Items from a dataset
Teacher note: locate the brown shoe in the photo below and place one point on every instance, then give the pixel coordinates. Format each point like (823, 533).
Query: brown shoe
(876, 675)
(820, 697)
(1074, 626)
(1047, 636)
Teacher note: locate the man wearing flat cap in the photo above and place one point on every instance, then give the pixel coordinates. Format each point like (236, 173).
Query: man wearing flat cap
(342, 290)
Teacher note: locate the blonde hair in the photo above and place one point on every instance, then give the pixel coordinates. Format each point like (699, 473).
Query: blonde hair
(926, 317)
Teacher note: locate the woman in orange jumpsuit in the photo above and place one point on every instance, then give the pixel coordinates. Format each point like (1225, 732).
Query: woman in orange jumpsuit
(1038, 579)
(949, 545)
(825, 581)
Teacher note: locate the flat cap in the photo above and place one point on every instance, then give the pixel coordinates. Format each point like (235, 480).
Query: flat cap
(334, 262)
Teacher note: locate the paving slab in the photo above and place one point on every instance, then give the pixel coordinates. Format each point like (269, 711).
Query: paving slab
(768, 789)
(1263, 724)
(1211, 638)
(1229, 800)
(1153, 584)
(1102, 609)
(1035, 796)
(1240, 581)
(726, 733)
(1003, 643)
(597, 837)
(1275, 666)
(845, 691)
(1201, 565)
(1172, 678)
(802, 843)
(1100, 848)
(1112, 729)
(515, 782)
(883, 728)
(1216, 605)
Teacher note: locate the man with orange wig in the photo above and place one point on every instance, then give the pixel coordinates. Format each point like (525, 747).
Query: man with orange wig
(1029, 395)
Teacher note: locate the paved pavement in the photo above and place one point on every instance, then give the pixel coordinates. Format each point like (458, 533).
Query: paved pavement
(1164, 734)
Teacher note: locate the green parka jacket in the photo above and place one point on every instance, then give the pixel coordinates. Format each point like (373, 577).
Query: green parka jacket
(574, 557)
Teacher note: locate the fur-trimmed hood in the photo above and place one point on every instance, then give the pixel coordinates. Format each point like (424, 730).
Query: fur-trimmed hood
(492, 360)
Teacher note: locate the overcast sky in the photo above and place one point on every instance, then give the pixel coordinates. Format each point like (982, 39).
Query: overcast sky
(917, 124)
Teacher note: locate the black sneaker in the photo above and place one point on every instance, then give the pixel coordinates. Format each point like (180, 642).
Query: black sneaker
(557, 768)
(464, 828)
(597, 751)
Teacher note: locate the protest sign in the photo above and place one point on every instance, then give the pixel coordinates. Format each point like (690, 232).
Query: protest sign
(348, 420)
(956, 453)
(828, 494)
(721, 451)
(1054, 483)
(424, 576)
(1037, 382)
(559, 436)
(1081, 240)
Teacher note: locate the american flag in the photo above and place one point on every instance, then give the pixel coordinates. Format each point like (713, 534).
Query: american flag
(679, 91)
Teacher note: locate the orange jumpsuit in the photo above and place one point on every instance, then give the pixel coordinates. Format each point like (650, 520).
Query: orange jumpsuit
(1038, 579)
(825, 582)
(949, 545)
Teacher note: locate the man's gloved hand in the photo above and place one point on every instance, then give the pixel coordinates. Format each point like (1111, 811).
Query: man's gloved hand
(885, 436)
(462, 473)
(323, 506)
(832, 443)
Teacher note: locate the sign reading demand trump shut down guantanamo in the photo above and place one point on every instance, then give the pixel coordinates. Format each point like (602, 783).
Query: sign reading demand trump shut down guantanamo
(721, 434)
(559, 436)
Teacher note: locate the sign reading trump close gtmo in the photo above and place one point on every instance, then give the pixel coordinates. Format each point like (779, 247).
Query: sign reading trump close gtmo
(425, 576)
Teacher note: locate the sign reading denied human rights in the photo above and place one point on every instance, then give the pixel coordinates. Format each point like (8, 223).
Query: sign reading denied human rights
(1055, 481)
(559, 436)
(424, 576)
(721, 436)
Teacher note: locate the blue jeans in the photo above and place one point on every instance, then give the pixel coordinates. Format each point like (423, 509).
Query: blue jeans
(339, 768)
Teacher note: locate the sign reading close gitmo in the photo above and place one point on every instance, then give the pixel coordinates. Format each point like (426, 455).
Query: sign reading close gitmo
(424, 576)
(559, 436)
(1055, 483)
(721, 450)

■ What is expected ■
Each line must be given again exactly as written above.

■ Worked solution ■
Teacher note: locate the brown shoe in the photo below and place one point on every instance, then give the pixel coordinates. Format each point like (823, 533).
Query: brown shoe
(876, 675)
(820, 697)
(1074, 626)
(1047, 636)
Teacher note: locate the man wearing flat cap in the photo above and place one point on every instance, then give the pixel coordinates. Format each point like (236, 173).
Query: man wearing flat cap
(342, 290)
Teacher note: locate the blonde hair in the photo above and place one point on every instance, then give the pixel coordinates. Format each point like (699, 473).
Query: blonde hair
(926, 317)
Teacher note: locate the woman in orange jumpsuit in the photo above and place one point on every instance, then give the pixel coordinates. Format each point like (1225, 732).
Query: woman in orange jumpsuit
(1038, 579)
(949, 545)
(825, 581)
Teacher note: locate the flat cap in the photo above and place one point on every instance, then give the pixel coordinates. Format each point like (235, 480).
Query: flat cap
(334, 262)
Teacher note: locate the paving slab in the photo above and place one point on every instance, then give the pixel coordinates. Format each point like (269, 711).
Query: paving slab
(768, 789)
(1263, 724)
(1211, 638)
(1229, 800)
(1153, 584)
(1102, 609)
(1035, 796)
(1240, 581)
(726, 733)
(1003, 643)
(597, 837)
(1275, 666)
(845, 691)
(1201, 565)
(1172, 678)
(802, 843)
(1100, 848)
(1112, 729)
(515, 782)
(883, 728)
(1216, 605)
Teacher note: locate the man with orange wig in the photo above and place one point on every instance, then give the pixel coordinates. Format each point like (525, 747).
Query: man with orange wig
(1029, 395)
Teacher note: locate the paved pavement in the photo above and place one point on every instance, then give the pixel coordinates. Format each point like (458, 533).
Query: paved pavement
(1164, 734)
Teacher note: locate the green parka jacket in the photo above and place one point on every instance, then give the pixel coordinates. Format each point like (373, 577).
Query: green parka jacket
(574, 557)
Teacher note: locate the fur-trimmed hood in the photo above and place one point on every instance, then give the pixel coordinates. Format each point like (424, 730).
Query: fur-trimmed hood
(492, 360)
Teacher note: locate the overcast sky in the photo above and place one point on every instance, then give the pixel coordinates. Format each point like (982, 39).
Query: overcast sky
(917, 124)
Teacher note: locate the black sneaker in the photo above and place one point on every instance, then give the pixel coordinates. Format each point like (180, 642).
Query: black sneaker
(557, 768)
(464, 828)
(597, 751)
Teacher note: locate the protest sign in the photo above and place one point on every instance, then give the pixel coordinates. Format each point like (690, 232).
Query: protest sign
(348, 420)
(956, 453)
(828, 494)
(721, 451)
(1054, 483)
(424, 576)
(1037, 382)
(559, 436)
(1081, 240)
Teacher note: locate the american flag in the photo above and place one point on every instance, then give the pixel coordinates. Format each point like (713, 534).
Query: american flag
(679, 91)
Teacher note: locate the orange jumpsuit in the photo above and place one point on every instance, then give the pixel coordinates. Format each point like (650, 520).
Query: orange jumpsuit
(1038, 579)
(825, 582)
(949, 545)
Teacher note: locate the man's gloved hand in the photo above and place one point on every instance, then give the pixel coordinates. Format each point like (1111, 811).
Query: man's gloved hand
(885, 436)
(462, 473)
(323, 506)
(832, 443)
Teacher note: locate the sign reading demand trump shut down guantanamo in the photo above and place one point on every instance, then give the pixel coordinates. Format each point like (602, 783).
Query: sign reading demand trump shut down guantanamo
(721, 434)
(559, 436)
Teacher note: locate the sign reading trump close gtmo in the photo above and place one point on every instance, then give the pixel coordinates. Format each point like (779, 247).
Query: sign reading trump close gtmo
(425, 576)
Teacher note: locate the sign reading denied human rights in the photo above and place one point on every instance, then give the pixel coordinates. Format each point like (8, 223).
Query: sign reading denied human rights
(1055, 481)
(559, 436)
(424, 576)
(721, 436)
Teacher note: locate the blue jeans in the photo above and place one point on every instance, then give the pixel coordinates. Format each point like (423, 509).
Query: blue jeans
(339, 768)
Teacher note: locate the sign reading close gitmo in the photo above and place one point on every instance, then give the pixel coordinates. Format each point like (426, 455).
Query: sign reading close gitmo
(424, 576)
(559, 436)
(1055, 483)
(721, 450)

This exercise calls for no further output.